### [Your goal]
Put every line of the items below into a JSON list of strings, with one string per line and any blank lines left out.

### [Materials provided]
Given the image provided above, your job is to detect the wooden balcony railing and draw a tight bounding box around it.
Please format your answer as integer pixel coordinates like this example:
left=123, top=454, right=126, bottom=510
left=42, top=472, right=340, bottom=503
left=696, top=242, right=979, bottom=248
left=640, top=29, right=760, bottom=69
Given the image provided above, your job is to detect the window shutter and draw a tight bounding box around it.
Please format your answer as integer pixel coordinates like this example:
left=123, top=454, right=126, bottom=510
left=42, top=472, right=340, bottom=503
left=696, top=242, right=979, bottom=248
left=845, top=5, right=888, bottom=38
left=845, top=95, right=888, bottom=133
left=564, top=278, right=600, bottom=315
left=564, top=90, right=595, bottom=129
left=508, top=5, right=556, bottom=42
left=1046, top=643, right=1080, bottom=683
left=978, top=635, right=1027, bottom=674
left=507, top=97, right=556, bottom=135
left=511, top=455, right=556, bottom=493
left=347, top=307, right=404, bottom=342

### [Answer to the exercise]
[
  "Given the image provided above, your job is to detect the wooden balcony railing and draw a tight bounding box around it.",
  "Please format your answer as integer pixel coordinates like this example:",
  "left=123, top=454, right=126, bottom=510",
  "left=42, top=472, right=340, bottom=503",
  "left=696, top=242, right=979, bottom=248",
  "left=640, top=29, right=760, bottom=69",
  "Given the image provided above, your job is to detect the window shutter and draw a tight bounding box around it.",
  "Please format your answer as integer pixel coordinates like this example:",
  "left=123, top=454, right=126, bottom=510",
  "left=42, top=472, right=340, bottom=503",
  "left=696, top=242, right=979, bottom=248",
  "left=845, top=5, right=888, bottom=38",
  "left=845, top=95, right=888, bottom=133",
  "left=564, top=278, right=600, bottom=315",
  "left=564, top=90, right=595, bottom=129",
  "left=508, top=5, right=556, bottom=42",
  "left=1046, top=643, right=1080, bottom=683",
  "left=978, top=635, right=1027, bottom=674",
  "left=507, top=97, right=556, bottom=135",
  "left=511, top=455, right=556, bottom=493",
  "left=347, top=307, right=404, bottom=342"
]